TASK ITEM:
In the turkey giblet gravy tips below, set down the text between "The most obvious" and "giblet gravy with?", inclusive, copying it word for word.

EXERCISE PASSAGE:
+++
Turkey Giblet Gravy Tips
How can you make turkey giblet gravy gluten-free?
The most obvious gluten-bearing culprit in turkey giblet gravy is the flour—but that’s an easy problem to fix. The flour is there to thicken the gravy, and you can easily swap it out for a gluten-free option like cornstarch or arrowroot. You can also use a gluten-free flour (it’s helpful to make your own gluten-free flour mix
and have it ready in your pantry). The other place where gluten might be lurking is the chicken stock. Check to make sure your chicken stock is labeled gluten-free, or that it doesn’t contain yeast extract.
What can you serve turkey giblet gravy with?
Turkey giblet gravy is, of course, a natural fit on the Thanksgiving table, and there’s nothing like pouring this thick, savory gravy over slices of roast turkey
, homemade stuffing
or traditional mashed potatoes
. However, you don’t have to wait for Thanksgiving. You can even serve it with dinner tonight, or with buttermilk biscuits
for a filling breakfast.
How can you create a smoother consistency in this turkey giblet gravy?
This gravy has a naturally chunky consistency because of the chopped giblets and eggs. However, you want to make sure you’re using a whisk when you’re cooking it to avoid any additional lumps of flour in the liquid portion of the gravy. If you prefer all of the flavor without the lumps, you can puree this gravy as well. An immersion blender
is the quickest, most effective method, but you can transfer the gravy (in batches, if needed) to a food processor or blender.—Hazel Wheaton, Taste of Home Book Editor
2 tablespoons: 43 calories, 2g fat (1g saturated fat), 91mg cholesterol, 139mg sodium, 1g carbohydrate (0 sugars, 0 fiber), 4g protein.
+++
[Referring expression data]
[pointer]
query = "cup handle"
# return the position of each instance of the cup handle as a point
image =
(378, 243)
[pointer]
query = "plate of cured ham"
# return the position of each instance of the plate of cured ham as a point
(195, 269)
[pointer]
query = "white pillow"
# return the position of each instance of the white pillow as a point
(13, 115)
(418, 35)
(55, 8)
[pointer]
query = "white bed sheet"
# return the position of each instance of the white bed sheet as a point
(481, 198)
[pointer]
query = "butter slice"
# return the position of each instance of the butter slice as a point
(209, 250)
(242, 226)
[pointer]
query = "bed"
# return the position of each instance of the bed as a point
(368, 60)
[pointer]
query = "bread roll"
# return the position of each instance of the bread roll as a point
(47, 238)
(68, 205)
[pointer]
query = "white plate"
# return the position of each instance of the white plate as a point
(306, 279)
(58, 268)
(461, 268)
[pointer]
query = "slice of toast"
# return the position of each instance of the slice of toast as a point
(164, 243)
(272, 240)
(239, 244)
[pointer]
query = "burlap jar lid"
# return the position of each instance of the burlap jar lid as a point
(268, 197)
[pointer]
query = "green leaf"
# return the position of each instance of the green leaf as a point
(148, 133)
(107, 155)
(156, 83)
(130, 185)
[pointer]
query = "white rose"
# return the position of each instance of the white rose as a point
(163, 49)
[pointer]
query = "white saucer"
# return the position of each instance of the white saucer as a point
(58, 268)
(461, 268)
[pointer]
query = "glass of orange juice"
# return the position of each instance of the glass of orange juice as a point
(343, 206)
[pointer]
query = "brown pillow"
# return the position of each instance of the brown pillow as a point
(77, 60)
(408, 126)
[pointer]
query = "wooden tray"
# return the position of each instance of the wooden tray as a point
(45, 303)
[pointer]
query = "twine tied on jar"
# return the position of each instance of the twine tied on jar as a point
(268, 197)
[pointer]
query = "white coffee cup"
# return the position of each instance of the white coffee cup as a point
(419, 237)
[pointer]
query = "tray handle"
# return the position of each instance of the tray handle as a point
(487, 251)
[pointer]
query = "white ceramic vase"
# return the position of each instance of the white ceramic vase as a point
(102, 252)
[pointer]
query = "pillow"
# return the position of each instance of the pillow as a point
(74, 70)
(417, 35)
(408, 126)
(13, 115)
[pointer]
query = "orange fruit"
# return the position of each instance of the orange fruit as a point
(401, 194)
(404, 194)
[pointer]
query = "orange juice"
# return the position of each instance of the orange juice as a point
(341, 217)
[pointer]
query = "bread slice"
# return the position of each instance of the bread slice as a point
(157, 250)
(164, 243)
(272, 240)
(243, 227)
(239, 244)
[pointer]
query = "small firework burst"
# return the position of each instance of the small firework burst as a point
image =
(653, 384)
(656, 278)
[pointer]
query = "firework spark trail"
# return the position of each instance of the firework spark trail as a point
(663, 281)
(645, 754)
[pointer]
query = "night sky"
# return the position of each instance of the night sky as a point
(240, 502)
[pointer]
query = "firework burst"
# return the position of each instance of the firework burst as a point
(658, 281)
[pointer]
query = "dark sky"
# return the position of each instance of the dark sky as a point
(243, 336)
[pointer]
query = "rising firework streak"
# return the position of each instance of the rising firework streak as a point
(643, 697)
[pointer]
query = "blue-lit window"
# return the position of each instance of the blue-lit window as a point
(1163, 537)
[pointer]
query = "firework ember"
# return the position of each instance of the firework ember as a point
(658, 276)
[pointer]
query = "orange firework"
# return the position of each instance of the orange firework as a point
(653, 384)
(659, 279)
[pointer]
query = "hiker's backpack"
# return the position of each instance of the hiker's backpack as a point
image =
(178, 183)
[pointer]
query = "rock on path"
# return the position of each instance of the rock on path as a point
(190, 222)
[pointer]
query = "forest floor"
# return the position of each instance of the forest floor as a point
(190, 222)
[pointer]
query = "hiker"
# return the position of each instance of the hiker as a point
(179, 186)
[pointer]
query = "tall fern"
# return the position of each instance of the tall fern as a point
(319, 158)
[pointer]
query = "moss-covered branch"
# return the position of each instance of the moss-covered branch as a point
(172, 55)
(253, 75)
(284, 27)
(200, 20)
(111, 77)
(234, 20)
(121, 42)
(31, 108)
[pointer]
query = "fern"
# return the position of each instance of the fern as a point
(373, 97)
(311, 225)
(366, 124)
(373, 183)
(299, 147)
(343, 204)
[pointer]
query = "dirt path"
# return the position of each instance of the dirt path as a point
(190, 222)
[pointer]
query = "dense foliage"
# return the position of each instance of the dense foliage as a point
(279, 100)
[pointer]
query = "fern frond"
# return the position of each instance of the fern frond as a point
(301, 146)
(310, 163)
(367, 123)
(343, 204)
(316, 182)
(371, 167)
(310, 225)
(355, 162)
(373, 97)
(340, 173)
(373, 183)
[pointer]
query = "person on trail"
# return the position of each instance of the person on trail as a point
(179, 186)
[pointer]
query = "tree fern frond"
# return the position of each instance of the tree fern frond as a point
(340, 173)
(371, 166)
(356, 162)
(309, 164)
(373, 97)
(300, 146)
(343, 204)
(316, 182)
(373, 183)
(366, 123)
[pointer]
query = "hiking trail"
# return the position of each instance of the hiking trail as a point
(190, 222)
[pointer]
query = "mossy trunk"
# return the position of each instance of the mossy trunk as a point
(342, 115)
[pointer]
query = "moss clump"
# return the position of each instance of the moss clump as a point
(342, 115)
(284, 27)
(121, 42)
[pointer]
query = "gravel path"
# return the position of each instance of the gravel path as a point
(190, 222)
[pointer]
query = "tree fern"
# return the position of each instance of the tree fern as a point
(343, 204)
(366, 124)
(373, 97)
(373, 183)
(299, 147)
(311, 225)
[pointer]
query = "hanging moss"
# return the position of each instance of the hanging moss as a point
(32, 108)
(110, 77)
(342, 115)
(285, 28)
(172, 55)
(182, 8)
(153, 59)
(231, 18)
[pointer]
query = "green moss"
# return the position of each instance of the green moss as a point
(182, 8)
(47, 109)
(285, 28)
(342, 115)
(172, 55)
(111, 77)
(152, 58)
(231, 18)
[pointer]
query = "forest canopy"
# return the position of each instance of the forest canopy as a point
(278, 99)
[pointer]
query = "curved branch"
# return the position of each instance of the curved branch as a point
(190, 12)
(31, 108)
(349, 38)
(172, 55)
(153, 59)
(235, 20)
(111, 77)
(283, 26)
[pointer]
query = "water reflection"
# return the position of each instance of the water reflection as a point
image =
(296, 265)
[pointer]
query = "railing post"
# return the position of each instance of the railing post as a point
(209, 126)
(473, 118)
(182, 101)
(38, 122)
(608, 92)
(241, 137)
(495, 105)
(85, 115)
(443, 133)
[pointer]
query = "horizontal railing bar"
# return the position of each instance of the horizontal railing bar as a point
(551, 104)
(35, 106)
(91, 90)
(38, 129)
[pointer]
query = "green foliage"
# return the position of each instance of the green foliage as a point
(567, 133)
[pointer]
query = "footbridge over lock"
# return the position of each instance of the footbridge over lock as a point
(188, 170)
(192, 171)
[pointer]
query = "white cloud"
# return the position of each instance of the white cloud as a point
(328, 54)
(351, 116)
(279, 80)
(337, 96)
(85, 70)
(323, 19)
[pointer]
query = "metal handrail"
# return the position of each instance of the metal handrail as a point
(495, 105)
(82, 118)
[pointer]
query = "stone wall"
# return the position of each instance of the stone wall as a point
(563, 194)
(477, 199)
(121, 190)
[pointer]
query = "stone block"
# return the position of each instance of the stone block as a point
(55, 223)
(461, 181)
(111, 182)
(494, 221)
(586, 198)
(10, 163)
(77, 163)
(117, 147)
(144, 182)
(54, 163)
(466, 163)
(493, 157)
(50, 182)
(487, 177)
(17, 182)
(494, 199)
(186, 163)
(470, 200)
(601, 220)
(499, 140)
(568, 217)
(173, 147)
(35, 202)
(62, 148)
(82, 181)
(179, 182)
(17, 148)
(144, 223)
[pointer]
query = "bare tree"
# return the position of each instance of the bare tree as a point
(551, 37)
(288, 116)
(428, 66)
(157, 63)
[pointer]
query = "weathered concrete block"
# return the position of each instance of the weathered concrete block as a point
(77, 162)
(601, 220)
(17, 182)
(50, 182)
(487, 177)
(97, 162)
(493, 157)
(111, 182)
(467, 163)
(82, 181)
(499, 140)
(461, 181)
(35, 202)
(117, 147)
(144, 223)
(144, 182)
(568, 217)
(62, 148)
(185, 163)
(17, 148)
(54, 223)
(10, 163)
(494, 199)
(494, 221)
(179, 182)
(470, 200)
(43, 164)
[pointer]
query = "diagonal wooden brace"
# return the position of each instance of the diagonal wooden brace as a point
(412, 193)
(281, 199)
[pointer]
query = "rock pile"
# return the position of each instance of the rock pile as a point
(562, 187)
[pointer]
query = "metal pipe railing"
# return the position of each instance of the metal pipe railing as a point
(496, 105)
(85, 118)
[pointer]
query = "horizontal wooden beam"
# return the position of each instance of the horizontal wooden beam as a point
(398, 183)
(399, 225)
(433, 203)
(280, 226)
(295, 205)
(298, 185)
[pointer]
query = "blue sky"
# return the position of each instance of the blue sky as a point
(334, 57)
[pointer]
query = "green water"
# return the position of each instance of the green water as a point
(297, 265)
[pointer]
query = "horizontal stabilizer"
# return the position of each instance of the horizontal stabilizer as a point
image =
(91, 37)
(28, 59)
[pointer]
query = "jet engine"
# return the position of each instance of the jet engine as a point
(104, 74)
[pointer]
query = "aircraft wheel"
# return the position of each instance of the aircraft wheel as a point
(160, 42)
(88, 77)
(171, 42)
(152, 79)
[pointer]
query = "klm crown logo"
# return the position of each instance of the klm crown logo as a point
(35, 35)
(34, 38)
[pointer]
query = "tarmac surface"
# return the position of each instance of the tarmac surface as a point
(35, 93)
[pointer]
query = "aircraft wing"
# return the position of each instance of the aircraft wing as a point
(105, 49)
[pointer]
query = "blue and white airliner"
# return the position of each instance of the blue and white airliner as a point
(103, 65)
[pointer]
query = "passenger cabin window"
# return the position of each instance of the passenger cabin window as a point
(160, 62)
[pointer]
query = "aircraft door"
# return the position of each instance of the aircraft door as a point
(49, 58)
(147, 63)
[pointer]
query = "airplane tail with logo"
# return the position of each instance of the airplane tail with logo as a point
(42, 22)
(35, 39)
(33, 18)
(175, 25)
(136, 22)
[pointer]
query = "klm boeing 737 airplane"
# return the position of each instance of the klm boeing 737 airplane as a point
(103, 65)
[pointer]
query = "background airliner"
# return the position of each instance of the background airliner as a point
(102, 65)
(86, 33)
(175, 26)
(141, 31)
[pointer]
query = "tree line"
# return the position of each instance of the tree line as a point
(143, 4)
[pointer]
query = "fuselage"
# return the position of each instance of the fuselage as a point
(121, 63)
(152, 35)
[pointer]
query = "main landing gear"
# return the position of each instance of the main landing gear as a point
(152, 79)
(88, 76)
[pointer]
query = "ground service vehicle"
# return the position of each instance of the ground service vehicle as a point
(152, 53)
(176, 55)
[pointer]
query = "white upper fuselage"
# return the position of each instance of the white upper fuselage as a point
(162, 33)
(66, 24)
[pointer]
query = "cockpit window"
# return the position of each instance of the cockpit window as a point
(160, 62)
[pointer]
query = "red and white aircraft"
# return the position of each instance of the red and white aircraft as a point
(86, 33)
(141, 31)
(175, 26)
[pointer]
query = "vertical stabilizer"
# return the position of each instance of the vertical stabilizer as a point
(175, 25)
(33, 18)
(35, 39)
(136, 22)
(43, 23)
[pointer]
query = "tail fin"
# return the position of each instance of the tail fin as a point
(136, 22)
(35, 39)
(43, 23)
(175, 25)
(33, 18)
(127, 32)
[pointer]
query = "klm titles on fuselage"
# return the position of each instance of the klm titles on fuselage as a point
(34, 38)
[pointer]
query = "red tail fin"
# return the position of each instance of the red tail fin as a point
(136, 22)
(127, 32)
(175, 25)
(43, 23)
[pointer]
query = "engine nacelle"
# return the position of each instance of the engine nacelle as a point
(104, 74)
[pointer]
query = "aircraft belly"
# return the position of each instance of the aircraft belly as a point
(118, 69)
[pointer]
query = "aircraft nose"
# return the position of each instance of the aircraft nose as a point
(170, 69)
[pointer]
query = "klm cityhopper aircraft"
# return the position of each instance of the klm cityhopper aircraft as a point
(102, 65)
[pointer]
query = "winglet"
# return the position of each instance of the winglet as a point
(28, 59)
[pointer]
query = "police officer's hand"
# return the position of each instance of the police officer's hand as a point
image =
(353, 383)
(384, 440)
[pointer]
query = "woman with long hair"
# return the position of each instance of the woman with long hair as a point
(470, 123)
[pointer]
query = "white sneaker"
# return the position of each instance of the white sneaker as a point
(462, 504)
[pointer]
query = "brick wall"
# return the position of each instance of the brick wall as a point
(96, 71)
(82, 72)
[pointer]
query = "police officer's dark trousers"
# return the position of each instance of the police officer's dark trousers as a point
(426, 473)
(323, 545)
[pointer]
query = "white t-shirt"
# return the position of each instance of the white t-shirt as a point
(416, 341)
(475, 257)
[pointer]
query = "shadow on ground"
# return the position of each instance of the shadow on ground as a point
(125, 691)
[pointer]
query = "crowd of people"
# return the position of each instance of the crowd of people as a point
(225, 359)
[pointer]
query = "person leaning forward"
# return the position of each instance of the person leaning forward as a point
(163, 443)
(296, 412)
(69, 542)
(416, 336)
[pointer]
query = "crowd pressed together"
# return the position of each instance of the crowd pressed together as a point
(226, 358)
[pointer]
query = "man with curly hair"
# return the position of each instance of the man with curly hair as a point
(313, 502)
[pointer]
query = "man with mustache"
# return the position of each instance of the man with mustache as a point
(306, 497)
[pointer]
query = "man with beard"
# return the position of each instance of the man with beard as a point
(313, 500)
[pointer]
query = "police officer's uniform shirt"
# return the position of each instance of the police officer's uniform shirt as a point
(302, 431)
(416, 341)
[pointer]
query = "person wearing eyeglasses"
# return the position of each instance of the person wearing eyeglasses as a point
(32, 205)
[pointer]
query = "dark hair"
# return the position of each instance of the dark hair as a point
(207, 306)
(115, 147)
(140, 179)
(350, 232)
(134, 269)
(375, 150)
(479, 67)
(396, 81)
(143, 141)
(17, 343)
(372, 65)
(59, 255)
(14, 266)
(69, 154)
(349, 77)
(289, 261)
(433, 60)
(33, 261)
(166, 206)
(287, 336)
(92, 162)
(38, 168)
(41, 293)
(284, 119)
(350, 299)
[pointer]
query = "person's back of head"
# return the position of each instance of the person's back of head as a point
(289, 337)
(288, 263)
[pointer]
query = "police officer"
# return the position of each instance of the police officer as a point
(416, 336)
+++
RESULT FOR THIS TASK:
The most obvious gluten-bearing culprit in turkey giblet gravy is the flour—but that’s an easy problem to fix. The flour is there to thicken the gravy, and you can easily swap it out for a gluten-free option like cornstarch or arrowroot. You can also use a gluten-free flour (it’s helpful to make your own gluten-free flour mix
and have it ready in your pantry). The other place where gluten might be lurking is the chicken stock. Check to make sure your chicken stock is labeled gluten-free, or that it doesn’t contain yeast extract.
What can you serve turkey giblet gravy with?